▶ Study text:
--------------------------------------------------

May We Dance Upon Their Graves

Incest Survivors, Spirituality and Ceremonies of Justice – the story of a woman living a rich, fulfilling life while waiting to dance on her sociopath father's grave.

Hard time

I’m having a rough time. Losing my older brother has really sent me into grief. First my mother hasn’t responded to my letter in over a year, and now my brother seems to have written me off.  My wife and I sent off our ‘solstice letter’ to a bunch of people with Christmas cards, mostly her relatives, and to my mom and brother and a few of my relatives as well. I got a birthday card from my mom with some cash in it. This, from my mom’s perspective, is an insult, as she loves to shop and makes a big deal about buying gifts.

I’d really rather she never give me anything at all, and actually we’re not buying gifts this year, just donating to charity in honour of both my wife’s family (this is what they want) and my own (who probably will hate it, since they’re materialistic, but whatever). One of the charities we selected is one that provided me with free counselling and help making my police report about twenty years ago, so it feels good to be in a position to give back.

--------------------------------------------------

▶ Data for review:
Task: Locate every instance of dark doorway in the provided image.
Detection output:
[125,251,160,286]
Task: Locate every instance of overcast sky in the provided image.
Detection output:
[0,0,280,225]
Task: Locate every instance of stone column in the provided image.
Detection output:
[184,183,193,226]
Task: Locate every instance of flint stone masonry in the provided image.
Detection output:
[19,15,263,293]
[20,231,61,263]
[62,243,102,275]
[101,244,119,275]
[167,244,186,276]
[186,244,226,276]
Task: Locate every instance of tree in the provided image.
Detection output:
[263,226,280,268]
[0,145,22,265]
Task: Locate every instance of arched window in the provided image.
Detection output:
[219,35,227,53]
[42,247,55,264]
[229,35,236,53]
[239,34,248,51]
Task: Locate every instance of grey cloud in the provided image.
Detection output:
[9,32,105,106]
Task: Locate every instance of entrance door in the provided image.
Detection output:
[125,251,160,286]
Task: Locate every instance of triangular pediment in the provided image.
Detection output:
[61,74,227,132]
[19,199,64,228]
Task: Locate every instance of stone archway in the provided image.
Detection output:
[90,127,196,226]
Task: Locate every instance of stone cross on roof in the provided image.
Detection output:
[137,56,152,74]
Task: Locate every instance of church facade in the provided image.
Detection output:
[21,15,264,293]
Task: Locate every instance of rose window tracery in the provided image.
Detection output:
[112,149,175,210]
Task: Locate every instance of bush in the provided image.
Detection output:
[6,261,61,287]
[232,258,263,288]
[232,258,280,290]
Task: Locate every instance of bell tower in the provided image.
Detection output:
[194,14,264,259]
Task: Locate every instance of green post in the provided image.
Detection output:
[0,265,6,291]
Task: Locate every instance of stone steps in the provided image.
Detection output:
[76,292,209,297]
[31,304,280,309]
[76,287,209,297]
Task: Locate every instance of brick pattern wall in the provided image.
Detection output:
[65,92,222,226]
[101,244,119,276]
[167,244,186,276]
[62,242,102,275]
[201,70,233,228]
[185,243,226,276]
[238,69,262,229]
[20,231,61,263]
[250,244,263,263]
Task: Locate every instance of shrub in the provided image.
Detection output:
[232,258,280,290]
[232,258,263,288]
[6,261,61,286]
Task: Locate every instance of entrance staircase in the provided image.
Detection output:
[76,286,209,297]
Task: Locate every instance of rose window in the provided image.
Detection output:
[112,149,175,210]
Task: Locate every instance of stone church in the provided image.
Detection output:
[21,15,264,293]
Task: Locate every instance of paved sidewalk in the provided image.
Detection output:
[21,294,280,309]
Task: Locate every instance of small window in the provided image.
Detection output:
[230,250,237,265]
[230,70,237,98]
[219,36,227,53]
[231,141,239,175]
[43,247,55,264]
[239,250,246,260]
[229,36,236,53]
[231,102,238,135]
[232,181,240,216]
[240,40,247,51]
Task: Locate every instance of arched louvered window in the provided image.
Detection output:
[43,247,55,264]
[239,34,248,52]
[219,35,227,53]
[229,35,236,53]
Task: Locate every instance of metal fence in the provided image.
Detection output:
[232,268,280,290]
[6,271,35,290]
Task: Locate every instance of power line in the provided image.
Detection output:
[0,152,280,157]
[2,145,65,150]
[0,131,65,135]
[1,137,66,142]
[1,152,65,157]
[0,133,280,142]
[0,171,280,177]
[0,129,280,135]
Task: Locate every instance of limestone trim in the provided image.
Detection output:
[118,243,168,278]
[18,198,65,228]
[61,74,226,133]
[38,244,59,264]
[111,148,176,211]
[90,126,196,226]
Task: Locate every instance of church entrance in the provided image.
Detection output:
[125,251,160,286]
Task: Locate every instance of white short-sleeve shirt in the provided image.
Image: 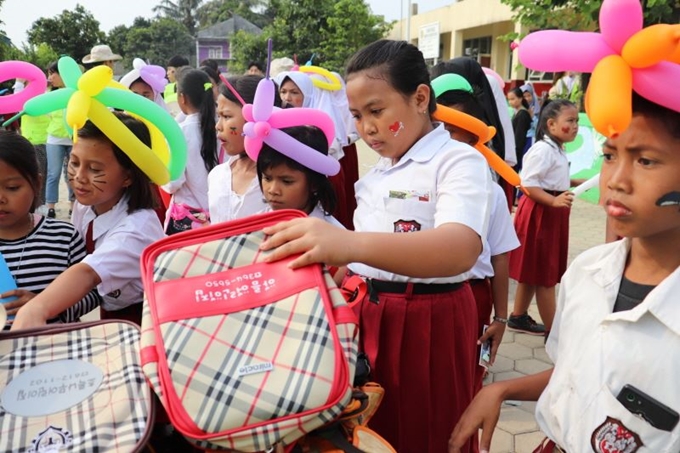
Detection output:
[520,137,570,191]
[349,124,491,283]
[71,197,165,310]
[208,156,269,225]
[470,184,519,278]
[536,240,680,453]
[162,113,211,211]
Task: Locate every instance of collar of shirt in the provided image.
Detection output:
[375,123,453,171]
[584,239,680,336]
[83,195,128,241]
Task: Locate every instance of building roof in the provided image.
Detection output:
[198,14,262,39]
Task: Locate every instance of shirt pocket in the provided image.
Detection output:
[383,198,435,233]
[573,385,679,453]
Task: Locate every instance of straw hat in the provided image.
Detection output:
[83,44,123,64]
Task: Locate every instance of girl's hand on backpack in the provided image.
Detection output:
[0,289,35,316]
[552,191,574,208]
[260,217,353,269]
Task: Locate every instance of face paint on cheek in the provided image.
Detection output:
[388,121,404,137]
[656,192,680,208]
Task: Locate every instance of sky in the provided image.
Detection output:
[0,0,454,46]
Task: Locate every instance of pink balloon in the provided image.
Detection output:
[518,30,614,72]
[0,61,47,114]
[633,61,680,112]
[482,66,505,90]
[600,0,643,53]
[264,129,340,176]
[253,79,276,121]
[269,107,335,147]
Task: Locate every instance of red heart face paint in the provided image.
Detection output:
[389,121,404,137]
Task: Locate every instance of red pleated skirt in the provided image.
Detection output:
[510,196,570,287]
[355,283,477,453]
[470,278,493,393]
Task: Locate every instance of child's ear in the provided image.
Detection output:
[415,83,432,113]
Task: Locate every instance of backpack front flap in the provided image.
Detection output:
[142,211,356,451]
[0,321,153,453]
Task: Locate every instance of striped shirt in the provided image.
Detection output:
[0,217,101,322]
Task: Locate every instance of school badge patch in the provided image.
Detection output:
[590,417,643,453]
[394,219,421,233]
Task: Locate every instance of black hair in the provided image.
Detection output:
[175,67,219,172]
[536,99,578,141]
[78,112,157,214]
[430,57,505,159]
[201,58,220,72]
[345,39,437,115]
[633,91,680,139]
[0,130,42,212]
[166,55,189,68]
[220,74,281,107]
[508,87,529,110]
[437,90,484,122]
[257,126,337,215]
[198,66,220,85]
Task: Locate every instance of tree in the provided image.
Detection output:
[230,0,391,72]
[109,17,194,67]
[501,0,680,39]
[196,0,273,30]
[153,0,203,36]
[28,5,105,60]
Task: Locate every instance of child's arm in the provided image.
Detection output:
[525,187,574,208]
[260,218,482,278]
[12,263,101,330]
[479,253,510,364]
[449,368,553,453]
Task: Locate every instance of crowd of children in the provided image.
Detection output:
[0,23,680,453]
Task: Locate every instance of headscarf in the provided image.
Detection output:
[431,57,505,159]
[120,58,168,111]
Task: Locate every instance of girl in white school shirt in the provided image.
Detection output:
[12,113,164,330]
[508,99,578,336]
[208,75,281,224]
[449,93,680,453]
[262,40,491,453]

--------------------------------------------------

▶ Questions:
- A) Copy the stretch of the blog post from "I’d really rather" through "to give back." word for word.
- B) According to the blog post, what did the writer get from the mother?
Leave the listing out of this work entirely.

▶ Set of answers:
- A)
I’d really rather she never give me anything at all, and actually we’re not buying gifts this year, just donating to charity in honour of both my wife’s family (this is what they want) and my own (who probably will hate it, since they’re materialistic, but whatever). One of the charities we selected is one that provided me with free counselling and help making my police report about twenty years ago, so it feels good to be in a position to give back.

- B) A birthday card with some cash in it.